C'est la montée en puissance du parti phalangiste (Kataeb, chrétiens conservateurs), incarné par son chef militaire Béchir Gemayel, 33 ans, qui domine la période de juin à décembre 1980.

En cinq heures, le 7 juillet 1980, à l'issue d'une série de raids lancés à Beyrouth et dans huit localités chrétiennes, les miliciens phalangistes investissent les principales casernes et permanences de leurs rivaux du PNL (parti national libéral), arrachent à ceux-ci le contrôle de deux ports, et leur enlèvent cinq chars Sherman. Bilan des opérations, que les adversaires des Kataeb comparent à la Nuit des longs couteaux : plus de 200 morts et des centaines de blessés.

Reconquête

Une ultime épuration, moins sanglante et plus localisée (7 morts seulement, dans le quartier de Aïn el-Remmaneh, à Beyrouth), se déroule le 28 octobre. Les phalangistes sont désormais le parti dirigeant de la zone chrétienne, devenue monolithique, où ils prélèvent souverainement taxes et impôts.

Les durs, partisans de cheikh Béchir, comme l'appellent ses familiers, conquièrent la majorité absolue au sein du bureau politique du parti, qui institue un service militaire obligatoire et envisage la création d'une garde nationale de 40 000 hommes.
________
EXERCICE - D'après le texte sur les phalangistes, combien de chars Sherman les miliciens enlèvent-ils au PNL le 7 juillet 1980 ? Les enregistrements n'ont aucun rôle ici.
________
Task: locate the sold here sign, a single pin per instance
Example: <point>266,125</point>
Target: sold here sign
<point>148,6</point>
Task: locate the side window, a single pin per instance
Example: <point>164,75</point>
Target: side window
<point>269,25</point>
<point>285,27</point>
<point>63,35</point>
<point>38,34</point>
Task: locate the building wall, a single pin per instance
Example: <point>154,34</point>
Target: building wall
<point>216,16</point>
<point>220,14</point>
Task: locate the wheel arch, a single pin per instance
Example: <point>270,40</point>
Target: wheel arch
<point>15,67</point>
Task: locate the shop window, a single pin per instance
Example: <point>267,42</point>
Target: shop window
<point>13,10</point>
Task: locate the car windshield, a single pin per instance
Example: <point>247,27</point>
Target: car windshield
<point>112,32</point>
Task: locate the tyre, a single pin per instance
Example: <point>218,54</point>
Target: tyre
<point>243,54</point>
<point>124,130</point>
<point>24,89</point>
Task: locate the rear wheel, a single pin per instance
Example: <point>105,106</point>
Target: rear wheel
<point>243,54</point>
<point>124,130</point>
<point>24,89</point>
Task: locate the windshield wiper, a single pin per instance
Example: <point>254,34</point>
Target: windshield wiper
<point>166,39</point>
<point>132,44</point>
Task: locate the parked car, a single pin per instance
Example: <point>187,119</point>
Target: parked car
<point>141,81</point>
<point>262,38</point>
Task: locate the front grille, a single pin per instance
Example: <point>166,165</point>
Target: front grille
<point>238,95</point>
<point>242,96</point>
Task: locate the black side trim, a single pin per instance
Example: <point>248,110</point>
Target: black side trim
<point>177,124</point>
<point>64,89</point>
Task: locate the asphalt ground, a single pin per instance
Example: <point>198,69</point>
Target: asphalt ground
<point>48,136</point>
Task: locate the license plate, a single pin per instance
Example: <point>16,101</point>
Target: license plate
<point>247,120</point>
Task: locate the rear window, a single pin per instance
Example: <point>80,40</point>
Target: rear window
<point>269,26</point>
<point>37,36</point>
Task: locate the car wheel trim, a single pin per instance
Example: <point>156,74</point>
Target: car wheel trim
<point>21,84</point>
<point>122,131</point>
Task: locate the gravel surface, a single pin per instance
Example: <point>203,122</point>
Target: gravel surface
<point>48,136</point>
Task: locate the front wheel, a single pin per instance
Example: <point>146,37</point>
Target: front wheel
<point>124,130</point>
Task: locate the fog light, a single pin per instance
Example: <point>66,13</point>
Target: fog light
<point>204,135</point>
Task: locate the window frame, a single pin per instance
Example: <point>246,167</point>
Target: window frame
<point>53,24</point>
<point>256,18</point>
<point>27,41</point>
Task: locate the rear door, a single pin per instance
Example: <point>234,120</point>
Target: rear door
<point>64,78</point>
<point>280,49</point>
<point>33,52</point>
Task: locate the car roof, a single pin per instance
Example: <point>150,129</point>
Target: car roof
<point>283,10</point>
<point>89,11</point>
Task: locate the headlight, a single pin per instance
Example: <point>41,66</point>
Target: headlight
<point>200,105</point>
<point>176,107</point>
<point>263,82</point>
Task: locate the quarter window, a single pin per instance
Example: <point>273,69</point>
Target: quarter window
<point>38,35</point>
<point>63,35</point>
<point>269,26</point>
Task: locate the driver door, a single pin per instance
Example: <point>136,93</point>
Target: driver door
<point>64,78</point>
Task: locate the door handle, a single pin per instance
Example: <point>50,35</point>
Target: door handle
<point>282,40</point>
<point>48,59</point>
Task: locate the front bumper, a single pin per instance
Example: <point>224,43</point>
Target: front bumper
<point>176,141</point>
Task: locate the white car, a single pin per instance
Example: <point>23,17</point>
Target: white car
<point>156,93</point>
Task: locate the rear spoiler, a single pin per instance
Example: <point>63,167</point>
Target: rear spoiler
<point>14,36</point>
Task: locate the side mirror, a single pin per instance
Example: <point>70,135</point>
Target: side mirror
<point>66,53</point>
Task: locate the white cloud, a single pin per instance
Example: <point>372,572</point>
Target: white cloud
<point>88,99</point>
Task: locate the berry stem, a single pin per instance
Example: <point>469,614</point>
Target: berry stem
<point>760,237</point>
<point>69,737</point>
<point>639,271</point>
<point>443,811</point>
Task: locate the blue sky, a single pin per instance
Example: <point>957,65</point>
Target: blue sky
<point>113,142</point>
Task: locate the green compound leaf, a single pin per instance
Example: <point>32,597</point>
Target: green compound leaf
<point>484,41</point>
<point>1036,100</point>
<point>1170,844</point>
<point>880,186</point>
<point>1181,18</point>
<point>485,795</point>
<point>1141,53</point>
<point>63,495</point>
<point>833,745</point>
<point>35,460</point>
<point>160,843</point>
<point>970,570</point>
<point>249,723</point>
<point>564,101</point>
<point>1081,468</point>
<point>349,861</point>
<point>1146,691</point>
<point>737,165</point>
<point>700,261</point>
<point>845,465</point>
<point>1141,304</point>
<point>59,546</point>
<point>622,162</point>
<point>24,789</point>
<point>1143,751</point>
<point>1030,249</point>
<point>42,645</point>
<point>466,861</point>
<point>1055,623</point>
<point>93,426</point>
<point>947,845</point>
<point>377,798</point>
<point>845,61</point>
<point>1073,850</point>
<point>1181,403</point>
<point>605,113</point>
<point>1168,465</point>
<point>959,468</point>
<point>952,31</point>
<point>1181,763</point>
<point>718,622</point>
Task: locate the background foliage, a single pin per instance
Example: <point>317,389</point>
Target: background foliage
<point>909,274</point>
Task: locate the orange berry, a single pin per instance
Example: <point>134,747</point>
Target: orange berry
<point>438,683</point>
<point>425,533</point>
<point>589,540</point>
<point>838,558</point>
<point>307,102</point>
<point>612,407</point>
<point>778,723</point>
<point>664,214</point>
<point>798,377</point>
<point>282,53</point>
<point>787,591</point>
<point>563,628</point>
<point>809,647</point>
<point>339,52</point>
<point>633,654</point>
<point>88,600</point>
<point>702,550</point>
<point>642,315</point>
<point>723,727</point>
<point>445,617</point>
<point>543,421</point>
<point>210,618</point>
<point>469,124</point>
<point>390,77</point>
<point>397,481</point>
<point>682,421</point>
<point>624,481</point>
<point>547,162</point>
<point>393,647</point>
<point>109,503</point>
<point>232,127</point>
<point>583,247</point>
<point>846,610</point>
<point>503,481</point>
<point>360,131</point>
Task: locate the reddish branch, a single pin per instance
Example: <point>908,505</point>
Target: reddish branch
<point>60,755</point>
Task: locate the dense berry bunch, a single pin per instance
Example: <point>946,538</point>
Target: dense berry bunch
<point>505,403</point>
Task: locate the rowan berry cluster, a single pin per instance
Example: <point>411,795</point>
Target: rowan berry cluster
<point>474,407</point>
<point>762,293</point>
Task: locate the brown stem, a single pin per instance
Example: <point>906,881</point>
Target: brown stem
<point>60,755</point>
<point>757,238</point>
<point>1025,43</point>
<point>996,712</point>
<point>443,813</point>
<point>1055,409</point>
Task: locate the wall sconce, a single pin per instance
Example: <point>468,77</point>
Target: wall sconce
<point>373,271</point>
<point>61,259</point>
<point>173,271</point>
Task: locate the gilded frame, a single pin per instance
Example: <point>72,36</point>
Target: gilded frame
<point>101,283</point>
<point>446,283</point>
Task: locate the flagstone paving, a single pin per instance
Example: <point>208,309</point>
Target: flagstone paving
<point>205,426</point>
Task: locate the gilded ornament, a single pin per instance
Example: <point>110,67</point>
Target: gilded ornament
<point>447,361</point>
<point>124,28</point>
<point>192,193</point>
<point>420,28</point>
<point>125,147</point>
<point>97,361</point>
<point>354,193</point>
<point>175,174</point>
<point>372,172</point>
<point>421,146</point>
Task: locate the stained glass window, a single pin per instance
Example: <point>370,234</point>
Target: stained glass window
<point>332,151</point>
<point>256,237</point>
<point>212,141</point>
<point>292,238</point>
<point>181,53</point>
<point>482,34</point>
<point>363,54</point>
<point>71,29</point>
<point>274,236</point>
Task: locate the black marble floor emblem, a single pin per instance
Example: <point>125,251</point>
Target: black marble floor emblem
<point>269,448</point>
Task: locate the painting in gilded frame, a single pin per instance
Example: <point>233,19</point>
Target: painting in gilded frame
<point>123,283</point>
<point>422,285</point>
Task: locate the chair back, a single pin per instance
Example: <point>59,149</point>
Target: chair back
________
RÉPONSE RÉDIGÉE - Ils leur enlèvent cinq chars Sherman.